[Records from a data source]
Start of Block

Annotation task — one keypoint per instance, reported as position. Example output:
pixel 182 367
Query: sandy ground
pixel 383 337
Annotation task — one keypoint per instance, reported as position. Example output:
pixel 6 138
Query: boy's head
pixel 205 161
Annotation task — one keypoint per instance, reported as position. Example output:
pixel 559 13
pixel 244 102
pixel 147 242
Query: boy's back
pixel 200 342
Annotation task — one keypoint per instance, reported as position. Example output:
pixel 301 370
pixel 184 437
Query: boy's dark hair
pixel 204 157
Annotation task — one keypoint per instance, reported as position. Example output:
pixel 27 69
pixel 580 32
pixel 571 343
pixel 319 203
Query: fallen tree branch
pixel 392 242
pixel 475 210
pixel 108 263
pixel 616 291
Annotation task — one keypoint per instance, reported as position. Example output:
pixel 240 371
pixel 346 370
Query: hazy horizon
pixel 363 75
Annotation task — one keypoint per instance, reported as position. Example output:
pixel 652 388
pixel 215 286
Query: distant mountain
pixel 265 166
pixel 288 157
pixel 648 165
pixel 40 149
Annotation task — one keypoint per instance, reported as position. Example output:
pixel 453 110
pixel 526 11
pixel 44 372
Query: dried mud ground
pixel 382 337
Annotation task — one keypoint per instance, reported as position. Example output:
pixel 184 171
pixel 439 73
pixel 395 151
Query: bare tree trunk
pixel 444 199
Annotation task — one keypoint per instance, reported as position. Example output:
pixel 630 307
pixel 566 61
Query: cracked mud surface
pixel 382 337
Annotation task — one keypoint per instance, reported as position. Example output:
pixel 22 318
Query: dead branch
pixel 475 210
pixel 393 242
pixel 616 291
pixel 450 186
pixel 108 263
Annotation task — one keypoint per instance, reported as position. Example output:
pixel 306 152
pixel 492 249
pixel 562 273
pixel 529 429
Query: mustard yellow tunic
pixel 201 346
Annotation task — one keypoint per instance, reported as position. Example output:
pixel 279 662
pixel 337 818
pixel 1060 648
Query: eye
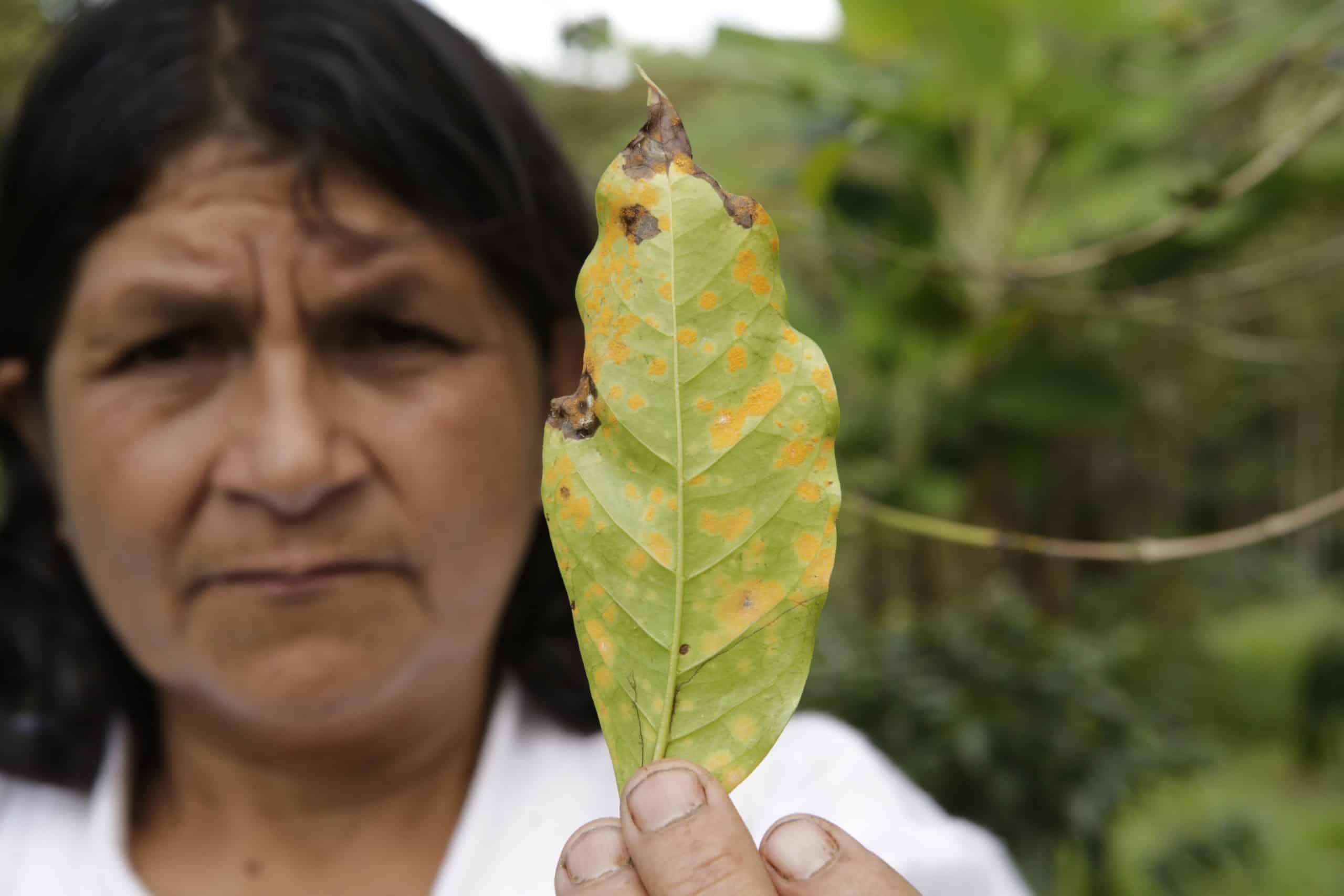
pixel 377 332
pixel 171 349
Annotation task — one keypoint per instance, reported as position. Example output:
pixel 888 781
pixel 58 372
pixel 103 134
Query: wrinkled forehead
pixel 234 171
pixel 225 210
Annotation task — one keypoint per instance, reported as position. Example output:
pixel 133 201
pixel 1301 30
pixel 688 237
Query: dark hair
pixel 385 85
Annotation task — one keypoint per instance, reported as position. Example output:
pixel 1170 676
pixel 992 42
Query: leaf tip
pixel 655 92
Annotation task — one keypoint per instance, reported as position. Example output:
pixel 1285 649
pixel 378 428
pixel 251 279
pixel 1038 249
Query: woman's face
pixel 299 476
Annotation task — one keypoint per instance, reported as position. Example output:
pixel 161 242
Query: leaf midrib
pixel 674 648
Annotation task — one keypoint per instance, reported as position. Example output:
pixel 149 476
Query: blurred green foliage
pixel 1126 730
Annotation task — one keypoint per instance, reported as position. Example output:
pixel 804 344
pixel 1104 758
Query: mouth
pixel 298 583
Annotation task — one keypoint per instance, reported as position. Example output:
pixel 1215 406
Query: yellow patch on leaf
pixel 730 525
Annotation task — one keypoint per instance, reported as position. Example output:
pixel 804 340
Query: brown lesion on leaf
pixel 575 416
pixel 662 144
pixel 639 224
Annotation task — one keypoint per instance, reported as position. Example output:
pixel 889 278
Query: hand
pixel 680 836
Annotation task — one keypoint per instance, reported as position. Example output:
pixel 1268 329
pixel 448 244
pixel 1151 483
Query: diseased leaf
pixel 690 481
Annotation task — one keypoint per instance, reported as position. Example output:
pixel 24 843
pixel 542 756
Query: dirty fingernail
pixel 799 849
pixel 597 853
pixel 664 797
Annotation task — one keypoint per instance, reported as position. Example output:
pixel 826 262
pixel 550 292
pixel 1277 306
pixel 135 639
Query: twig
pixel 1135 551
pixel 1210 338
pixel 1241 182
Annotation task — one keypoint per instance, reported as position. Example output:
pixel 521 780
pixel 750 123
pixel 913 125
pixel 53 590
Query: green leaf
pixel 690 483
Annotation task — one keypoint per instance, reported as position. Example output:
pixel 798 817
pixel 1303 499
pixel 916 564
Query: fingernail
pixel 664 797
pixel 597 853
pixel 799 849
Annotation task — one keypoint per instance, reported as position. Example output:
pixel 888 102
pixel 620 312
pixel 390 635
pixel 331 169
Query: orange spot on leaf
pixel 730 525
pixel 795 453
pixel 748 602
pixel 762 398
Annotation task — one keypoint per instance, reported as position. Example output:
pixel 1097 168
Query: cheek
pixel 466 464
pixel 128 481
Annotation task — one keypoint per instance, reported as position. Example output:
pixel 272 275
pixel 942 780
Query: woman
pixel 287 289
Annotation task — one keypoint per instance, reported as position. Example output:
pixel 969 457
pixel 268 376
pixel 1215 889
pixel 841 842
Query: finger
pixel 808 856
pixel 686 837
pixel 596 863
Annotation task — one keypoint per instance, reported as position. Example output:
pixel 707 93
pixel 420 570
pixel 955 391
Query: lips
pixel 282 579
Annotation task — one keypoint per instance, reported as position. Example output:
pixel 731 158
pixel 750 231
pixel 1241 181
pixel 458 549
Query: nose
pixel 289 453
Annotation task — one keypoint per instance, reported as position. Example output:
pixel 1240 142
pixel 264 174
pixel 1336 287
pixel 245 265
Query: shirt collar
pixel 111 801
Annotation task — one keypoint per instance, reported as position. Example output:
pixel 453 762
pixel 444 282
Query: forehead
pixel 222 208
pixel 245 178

End of Block

- _EXERCISE_
The range runs from the line above containing "Query: mouth" to the line containing "pixel 542 756", inclusive. Restate those lines word for word and no others.

- _RESULT BELOW_
Query: mouth
pixel 298 583
Annotation task — one keypoint per instance, reported as position. Example output:
pixel 1215 406
Query: yellow patch on leaf
pixel 730 525
Annotation task — one keypoint per instance, reported as position. Example output:
pixel 804 340
Query: brown lesion on leaf
pixel 575 416
pixel 662 144
pixel 639 224
Annotation task — one keypoint per instance, reported as position. Example output:
pixel 889 278
Query: hand
pixel 680 836
Annotation task — one keypoint per instance, reported as position. Example output:
pixel 1268 329
pixel 448 244
pixel 1151 483
Query: diseased leaf
pixel 690 481
Annotation task — one keypoint per instance, reported as position. Example output:
pixel 24 843
pixel 542 756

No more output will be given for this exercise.